Extract the lines up to and including the one that contains "[indicate] small rock", starting with the first line of the entries below, and omit the pictures.

BEGIN Data for this task

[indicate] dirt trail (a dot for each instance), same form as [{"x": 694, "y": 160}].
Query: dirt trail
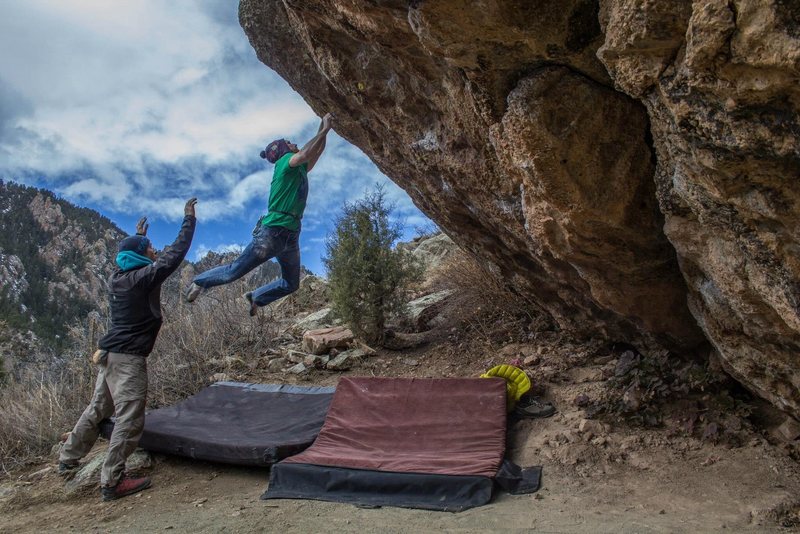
[
  {"x": 676, "y": 493},
  {"x": 618, "y": 479}
]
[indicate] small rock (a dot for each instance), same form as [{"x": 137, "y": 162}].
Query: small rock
[
  {"x": 531, "y": 360},
  {"x": 581, "y": 400},
  {"x": 323, "y": 340},
  {"x": 298, "y": 369},
  {"x": 595, "y": 427},
  {"x": 625, "y": 363},
  {"x": 295, "y": 356},
  {"x": 39, "y": 473},
  {"x": 312, "y": 360},
  {"x": 277, "y": 365},
  {"x": 789, "y": 430}
]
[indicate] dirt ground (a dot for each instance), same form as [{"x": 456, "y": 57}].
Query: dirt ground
[{"x": 598, "y": 477}]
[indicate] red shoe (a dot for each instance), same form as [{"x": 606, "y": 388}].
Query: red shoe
[{"x": 126, "y": 486}]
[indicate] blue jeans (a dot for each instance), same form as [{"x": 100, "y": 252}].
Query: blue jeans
[{"x": 268, "y": 242}]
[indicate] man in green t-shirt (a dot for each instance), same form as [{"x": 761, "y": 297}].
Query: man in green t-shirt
[{"x": 277, "y": 233}]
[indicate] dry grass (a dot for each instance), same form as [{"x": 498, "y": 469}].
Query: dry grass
[
  {"x": 45, "y": 399},
  {"x": 482, "y": 305},
  {"x": 38, "y": 407},
  {"x": 215, "y": 334}
]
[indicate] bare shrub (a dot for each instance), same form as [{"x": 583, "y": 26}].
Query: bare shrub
[
  {"x": 39, "y": 404},
  {"x": 215, "y": 334}
]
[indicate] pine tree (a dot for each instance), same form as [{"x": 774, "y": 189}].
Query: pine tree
[{"x": 366, "y": 276}]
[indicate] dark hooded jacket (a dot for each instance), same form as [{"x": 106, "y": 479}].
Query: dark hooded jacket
[{"x": 135, "y": 298}]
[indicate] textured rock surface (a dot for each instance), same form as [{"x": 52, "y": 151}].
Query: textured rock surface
[{"x": 614, "y": 160}]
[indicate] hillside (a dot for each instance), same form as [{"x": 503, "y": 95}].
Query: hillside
[{"x": 54, "y": 259}]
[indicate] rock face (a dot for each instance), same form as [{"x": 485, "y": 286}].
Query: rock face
[{"x": 631, "y": 165}]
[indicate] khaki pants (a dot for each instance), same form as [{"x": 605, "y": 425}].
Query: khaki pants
[{"x": 122, "y": 389}]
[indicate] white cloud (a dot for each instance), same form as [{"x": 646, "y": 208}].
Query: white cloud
[
  {"x": 147, "y": 103},
  {"x": 201, "y": 250},
  {"x": 129, "y": 88}
]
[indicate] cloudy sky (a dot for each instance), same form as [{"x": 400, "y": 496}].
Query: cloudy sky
[{"x": 132, "y": 106}]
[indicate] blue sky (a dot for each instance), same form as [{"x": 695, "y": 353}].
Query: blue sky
[{"x": 132, "y": 106}]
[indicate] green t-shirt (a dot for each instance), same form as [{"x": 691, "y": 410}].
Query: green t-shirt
[{"x": 287, "y": 194}]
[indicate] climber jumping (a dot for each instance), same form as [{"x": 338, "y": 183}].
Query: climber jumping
[
  {"x": 135, "y": 301},
  {"x": 277, "y": 233}
]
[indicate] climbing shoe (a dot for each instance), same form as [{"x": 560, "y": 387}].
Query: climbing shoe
[
  {"x": 253, "y": 306},
  {"x": 67, "y": 468},
  {"x": 530, "y": 407},
  {"x": 126, "y": 486}
]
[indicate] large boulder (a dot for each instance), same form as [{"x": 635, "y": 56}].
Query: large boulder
[{"x": 630, "y": 165}]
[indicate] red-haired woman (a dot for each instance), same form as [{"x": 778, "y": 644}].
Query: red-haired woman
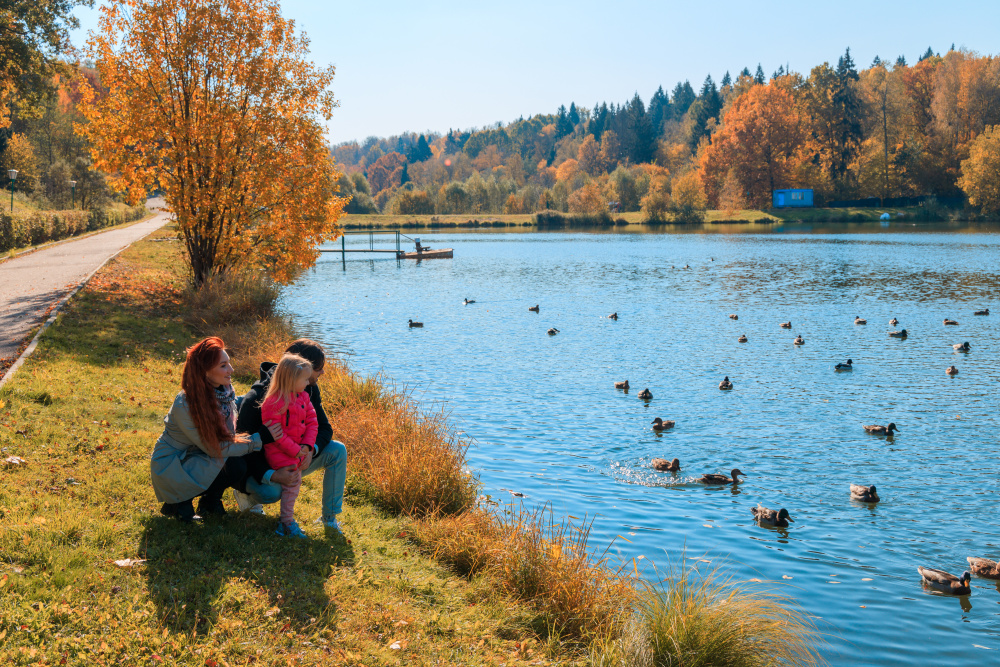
[{"x": 199, "y": 452}]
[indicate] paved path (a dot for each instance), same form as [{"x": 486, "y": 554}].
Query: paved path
[{"x": 31, "y": 283}]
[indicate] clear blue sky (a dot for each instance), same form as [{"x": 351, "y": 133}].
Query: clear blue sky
[{"x": 409, "y": 66}]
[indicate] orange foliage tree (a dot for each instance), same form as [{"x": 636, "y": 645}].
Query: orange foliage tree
[
  {"x": 760, "y": 142},
  {"x": 218, "y": 105}
]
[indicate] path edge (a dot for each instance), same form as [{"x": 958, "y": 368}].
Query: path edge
[{"x": 59, "y": 306}]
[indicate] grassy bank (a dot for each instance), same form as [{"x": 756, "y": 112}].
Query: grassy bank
[
  {"x": 501, "y": 221},
  {"x": 424, "y": 574}
]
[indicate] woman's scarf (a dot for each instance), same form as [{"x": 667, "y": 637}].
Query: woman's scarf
[{"x": 227, "y": 398}]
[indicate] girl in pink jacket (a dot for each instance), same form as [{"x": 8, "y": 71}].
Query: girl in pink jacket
[{"x": 288, "y": 404}]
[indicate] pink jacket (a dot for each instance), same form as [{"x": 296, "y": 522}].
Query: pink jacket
[{"x": 299, "y": 424}]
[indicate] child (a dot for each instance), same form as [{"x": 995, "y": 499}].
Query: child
[{"x": 288, "y": 404}]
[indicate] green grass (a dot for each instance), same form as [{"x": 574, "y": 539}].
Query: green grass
[{"x": 84, "y": 413}]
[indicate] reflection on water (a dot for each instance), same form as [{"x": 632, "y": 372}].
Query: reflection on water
[{"x": 549, "y": 423}]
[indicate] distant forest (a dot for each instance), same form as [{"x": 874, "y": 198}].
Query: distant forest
[{"x": 890, "y": 130}]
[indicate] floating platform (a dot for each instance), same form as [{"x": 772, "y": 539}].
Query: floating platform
[{"x": 443, "y": 253}]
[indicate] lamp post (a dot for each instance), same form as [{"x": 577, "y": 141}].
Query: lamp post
[{"x": 12, "y": 173}]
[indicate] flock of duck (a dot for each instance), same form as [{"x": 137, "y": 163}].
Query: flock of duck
[{"x": 936, "y": 579}]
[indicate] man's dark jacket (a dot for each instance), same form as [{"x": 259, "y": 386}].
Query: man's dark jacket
[{"x": 249, "y": 420}]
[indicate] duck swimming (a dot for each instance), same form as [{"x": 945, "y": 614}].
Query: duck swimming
[
  {"x": 660, "y": 425},
  {"x": 766, "y": 517},
  {"x": 866, "y": 494},
  {"x": 945, "y": 582},
  {"x": 716, "y": 479},
  {"x": 876, "y": 429},
  {"x": 984, "y": 567},
  {"x": 664, "y": 465}
]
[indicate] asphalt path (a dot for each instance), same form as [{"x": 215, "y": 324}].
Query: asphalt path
[{"x": 33, "y": 282}]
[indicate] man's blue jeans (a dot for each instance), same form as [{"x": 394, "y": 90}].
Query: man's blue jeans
[{"x": 333, "y": 460}]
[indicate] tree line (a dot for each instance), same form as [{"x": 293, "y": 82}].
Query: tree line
[{"x": 889, "y": 130}]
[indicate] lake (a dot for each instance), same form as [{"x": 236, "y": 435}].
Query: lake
[{"x": 548, "y": 422}]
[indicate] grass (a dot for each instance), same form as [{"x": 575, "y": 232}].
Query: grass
[{"x": 427, "y": 573}]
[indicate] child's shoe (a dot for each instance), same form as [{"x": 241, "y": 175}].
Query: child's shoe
[{"x": 291, "y": 530}]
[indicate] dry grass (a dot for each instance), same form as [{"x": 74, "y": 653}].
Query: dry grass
[
  {"x": 530, "y": 557},
  {"x": 695, "y": 620}
]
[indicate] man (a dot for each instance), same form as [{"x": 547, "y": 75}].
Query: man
[{"x": 262, "y": 485}]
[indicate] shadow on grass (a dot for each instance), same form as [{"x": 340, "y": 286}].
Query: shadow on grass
[{"x": 190, "y": 568}]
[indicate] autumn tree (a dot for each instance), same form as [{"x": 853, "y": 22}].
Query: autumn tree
[
  {"x": 760, "y": 142},
  {"x": 217, "y": 104},
  {"x": 980, "y": 178}
]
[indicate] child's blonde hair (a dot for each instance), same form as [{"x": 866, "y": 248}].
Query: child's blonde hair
[{"x": 290, "y": 369}]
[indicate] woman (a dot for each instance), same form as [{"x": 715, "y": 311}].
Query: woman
[{"x": 199, "y": 452}]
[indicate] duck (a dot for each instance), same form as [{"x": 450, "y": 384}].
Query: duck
[
  {"x": 984, "y": 567},
  {"x": 867, "y": 494},
  {"x": 660, "y": 425},
  {"x": 664, "y": 465},
  {"x": 717, "y": 479},
  {"x": 946, "y": 582},
  {"x": 876, "y": 429},
  {"x": 766, "y": 517}
]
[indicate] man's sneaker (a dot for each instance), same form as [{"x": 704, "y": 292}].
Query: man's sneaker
[
  {"x": 330, "y": 523},
  {"x": 246, "y": 504},
  {"x": 291, "y": 530}
]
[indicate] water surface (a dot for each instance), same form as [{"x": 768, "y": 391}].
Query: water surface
[{"x": 548, "y": 422}]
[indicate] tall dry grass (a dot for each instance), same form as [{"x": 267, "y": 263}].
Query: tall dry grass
[
  {"x": 696, "y": 620},
  {"x": 531, "y": 557}
]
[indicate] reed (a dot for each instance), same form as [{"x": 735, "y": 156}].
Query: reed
[{"x": 692, "y": 619}]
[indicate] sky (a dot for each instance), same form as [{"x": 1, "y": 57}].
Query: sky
[{"x": 434, "y": 66}]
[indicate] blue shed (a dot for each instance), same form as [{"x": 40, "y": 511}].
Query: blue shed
[{"x": 792, "y": 198}]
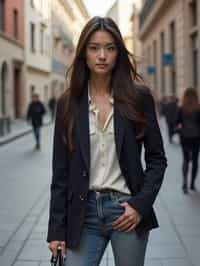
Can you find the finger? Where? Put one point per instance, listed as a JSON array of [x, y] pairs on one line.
[[131, 228], [125, 227], [63, 248], [53, 249], [123, 223], [119, 220]]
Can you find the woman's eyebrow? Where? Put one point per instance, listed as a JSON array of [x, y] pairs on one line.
[[107, 44]]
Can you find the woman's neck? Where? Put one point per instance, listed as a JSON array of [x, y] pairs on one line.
[[99, 85]]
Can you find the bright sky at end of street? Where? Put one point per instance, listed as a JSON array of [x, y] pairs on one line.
[[100, 7]]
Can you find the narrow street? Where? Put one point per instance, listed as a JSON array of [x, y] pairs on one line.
[[24, 196]]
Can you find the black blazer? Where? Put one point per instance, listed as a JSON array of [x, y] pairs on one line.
[[70, 182]]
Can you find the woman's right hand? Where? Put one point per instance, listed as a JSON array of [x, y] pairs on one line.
[[53, 246]]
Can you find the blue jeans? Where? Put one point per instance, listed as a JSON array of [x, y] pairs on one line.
[[101, 211], [36, 131]]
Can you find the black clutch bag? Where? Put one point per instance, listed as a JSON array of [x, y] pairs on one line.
[[58, 260]]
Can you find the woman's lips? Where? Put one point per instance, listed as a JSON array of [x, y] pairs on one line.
[[101, 65]]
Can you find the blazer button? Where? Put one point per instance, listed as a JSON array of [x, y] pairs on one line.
[[84, 173], [81, 198]]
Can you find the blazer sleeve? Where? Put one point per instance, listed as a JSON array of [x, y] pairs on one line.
[[58, 193], [155, 160]]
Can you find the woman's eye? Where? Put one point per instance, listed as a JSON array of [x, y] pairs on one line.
[[93, 48], [111, 48]]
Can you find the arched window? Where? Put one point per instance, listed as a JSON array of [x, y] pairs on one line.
[[2, 15], [3, 77]]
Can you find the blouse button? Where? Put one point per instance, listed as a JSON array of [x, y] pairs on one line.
[[81, 198]]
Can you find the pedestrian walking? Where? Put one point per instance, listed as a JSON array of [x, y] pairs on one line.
[[35, 113], [170, 109], [52, 106], [188, 126], [99, 190]]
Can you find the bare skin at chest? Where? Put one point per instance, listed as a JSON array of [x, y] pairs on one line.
[[104, 108]]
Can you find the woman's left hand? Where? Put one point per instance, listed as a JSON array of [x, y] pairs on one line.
[[128, 220]]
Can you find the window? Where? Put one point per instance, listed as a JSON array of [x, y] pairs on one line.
[[41, 39], [32, 3], [32, 90], [32, 26], [162, 50], [193, 12], [2, 11], [195, 59], [173, 51], [15, 24], [155, 62]]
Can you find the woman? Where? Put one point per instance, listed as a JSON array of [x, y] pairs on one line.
[[188, 125], [99, 190]]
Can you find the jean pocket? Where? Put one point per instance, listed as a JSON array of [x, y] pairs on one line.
[[119, 198]]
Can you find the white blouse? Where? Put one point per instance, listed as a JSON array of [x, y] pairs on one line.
[[105, 171]]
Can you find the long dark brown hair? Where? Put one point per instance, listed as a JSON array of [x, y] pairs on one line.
[[123, 80], [190, 101]]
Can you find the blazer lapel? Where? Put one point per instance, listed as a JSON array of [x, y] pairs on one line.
[[83, 128], [119, 125]]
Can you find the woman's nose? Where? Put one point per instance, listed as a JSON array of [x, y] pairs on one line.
[[102, 53]]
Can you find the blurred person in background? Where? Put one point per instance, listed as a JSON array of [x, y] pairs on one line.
[[52, 106], [35, 113], [170, 109], [188, 126], [99, 190]]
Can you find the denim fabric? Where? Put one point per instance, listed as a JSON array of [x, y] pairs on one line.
[[128, 248]]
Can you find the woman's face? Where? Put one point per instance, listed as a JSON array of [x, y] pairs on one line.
[[101, 53]]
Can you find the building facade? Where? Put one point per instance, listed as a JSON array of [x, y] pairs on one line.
[[38, 49], [117, 13], [169, 33], [68, 19], [137, 47], [11, 58]]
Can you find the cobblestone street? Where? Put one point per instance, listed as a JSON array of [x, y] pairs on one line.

END Data for this task

**Exercise response:**
[indicate] dirt trail (a dot for each instance), same form as [{"x": 694, "y": 160}].
Query: dirt trail
[
  {"x": 676, "y": 493},
  {"x": 618, "y": 479}
]
[indicate] small rock (a dot for each instance), same form as [{"x": 137, "y": 162}].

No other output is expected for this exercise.